> _Work required_
Restate the records in their entirety, word for word.

## begin Records supplied

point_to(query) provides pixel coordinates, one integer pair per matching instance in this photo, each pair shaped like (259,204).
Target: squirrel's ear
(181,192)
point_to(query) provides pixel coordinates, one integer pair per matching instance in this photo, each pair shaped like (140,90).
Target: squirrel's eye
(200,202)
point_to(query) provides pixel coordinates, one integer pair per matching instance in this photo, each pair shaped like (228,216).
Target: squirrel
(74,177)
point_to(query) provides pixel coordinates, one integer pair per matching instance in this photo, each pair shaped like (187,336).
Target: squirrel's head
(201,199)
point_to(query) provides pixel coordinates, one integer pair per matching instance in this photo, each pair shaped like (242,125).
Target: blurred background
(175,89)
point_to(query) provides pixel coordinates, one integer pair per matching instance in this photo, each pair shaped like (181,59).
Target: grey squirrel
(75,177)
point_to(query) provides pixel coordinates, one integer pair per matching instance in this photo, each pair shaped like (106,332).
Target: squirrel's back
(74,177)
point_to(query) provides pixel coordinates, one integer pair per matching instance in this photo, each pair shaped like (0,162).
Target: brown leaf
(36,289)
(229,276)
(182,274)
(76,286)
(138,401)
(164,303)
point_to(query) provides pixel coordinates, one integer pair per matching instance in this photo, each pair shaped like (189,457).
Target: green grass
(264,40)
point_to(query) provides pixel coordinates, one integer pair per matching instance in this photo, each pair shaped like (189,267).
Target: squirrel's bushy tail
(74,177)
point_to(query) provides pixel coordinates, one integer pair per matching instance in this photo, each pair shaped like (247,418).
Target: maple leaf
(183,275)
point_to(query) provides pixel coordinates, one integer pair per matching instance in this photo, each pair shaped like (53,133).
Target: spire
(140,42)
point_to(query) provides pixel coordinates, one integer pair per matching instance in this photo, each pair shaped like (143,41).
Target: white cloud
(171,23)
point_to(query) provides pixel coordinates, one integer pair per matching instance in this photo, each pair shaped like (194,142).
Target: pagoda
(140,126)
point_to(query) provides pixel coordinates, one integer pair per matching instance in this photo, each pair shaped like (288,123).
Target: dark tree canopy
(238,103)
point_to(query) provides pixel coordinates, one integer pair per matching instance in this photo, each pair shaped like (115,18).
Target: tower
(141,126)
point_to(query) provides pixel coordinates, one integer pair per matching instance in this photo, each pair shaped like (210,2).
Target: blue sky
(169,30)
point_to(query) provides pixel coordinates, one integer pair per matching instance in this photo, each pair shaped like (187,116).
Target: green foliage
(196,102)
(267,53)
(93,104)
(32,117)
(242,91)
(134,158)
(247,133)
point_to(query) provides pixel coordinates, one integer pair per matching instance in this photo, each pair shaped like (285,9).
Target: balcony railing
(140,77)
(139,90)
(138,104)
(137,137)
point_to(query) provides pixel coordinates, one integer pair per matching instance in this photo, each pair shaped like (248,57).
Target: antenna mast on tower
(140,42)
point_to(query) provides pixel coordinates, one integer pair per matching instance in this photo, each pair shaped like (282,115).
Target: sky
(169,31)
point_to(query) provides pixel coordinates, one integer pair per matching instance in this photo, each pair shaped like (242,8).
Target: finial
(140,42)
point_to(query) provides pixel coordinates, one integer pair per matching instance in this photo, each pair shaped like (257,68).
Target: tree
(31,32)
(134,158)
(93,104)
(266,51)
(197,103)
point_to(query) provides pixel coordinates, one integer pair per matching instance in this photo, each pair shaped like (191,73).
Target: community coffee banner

## end Records supplied

> _Solution_
point_to(query) provides pixel coordinates, one integer pair per matching instance in this photo, each pair shaped like (259,204).
Target: squirrel's ear
(181,192)
point_to(query) provides pixel coordinates, one integer pair per matching instance in this photo, each pair shaped like (140,90).
Target: squirrel's eye
(200,202)
point_to(query) provides pixel coordinates, one integer pair per matching instance in this photo, each pair shaped like (228,216).
Target: squirrel
(74,177)
point_to(query) provides pixel coordinates, one integer pair per matching instance in this photo, each pair shaped like (187,336).
Target: squirrel's head
(201,199)
point_to(query) provides pixel coordinates, one integer pair per matching instance in this photo, each pair shaped like (242,125).
Target: blurred background
(175,89)
point_to(query) provides pixel coordinates, one integer pair per matching instance in this photo, each pair shaped like (181,59).
Target: grey squirrel
(75,177)
point_to(query) provides pixel coordinates, one integer pair per matching instance in this photo, each pair shaped like (106,332).
Target: squirrel's back
(74,177)
point_to(query) provides pixel coordinates, one integer pair per matching instance in this photo, each pair shaped like (0,162).
Target: brown leaf
(36,289)
(229,276)
(182,274)
(76,286)
(138,401)
(164,303)
point_to(query) provides pixel coordinates, one integer pair per matching instance in this photo, each pair shaped like (189,457).
Target: green grass
(264,40)
point_to(query) provides pixel coordinates, one integer pair per matching instance in this photo, each pair shaped like (189,267).
Target: squirrel's bushy tail
(74,177)
point_to(query) provides pixel coordinates, one integer pair per matching instance in this photo, each pair shaped like (247,418).
Target: maple leaf
(183,275)
point_to(query) provides pixel coordinates, one integer pair per matching instance in this photo, each pair shaped like (53,133).
Target: spire
(140,42)
point_to(query) provides pixel coordinates, one integer pair per matching instance in this photo, each pair shaped like (143,41).
Target: white cloud
(171,23)
point_to(query) provides pixel coordinates, one integer pair per matching instance in this photo, each pair shaped like (194,142).
Target: pagoda
(140,126)
point_to(query) provides pixel coordinates, one integer pair per matching instance in this photo, each pair shaped like (288,123).
Target: dark tree canopy
(238,103)
point_to(query) provides pixel coordinates, one integer pair per matching instance in this photo, each pair shaped like (115,18).
Target: tower
(141,126)
point_to(query) provides pixel coordinates, one integer pair per matching instance in this photo, each pair shaped like (210,2).
Target: blue sky
(169,30)
point_to(query) provides pixel coordinates, one integer pair per matching instance in this photo, each pair shaped like (187,116).
Target: green foliage
(196,102)
(267,53)
(93,104)
(32,117)
(242,91)
(134,158)
(247,133)
point_to(query) provides pixel coordinates, one integer pair per matching instance in this photo, each pair shaped like (285,9).
Target: balcony railing
(140,77)
(139,90)
(138,104)
(137,137)
point_to(query) provides pixel coordinates, one integer pair per matching instance in this photo, each pair shaped like (248,57).
Target: antenna mast on tower
(140,42)
point_to(query) provides pixel coordinates, one integer pair per matching instance in this photo, each pair shaped like (282,115).
Target: sky
(169,31)
point_to(query) provides pixel coordinates, one integer pair per matching instance in this photo, each pair shaped like (242,8).
Target: finial
(140,42)
point_to(query) provides pixel coordinates, one integer pair per matching instance in this photo, each pair shaped like (257,68).
Target: tree
(31,32)
(134,158)
(93,104)
(266,51)
(197,103)
point_to(query) provides pixel coordinates, one integer pair per matching instance in this photo, each pair shaped like (191,73).
Target: community coffee banner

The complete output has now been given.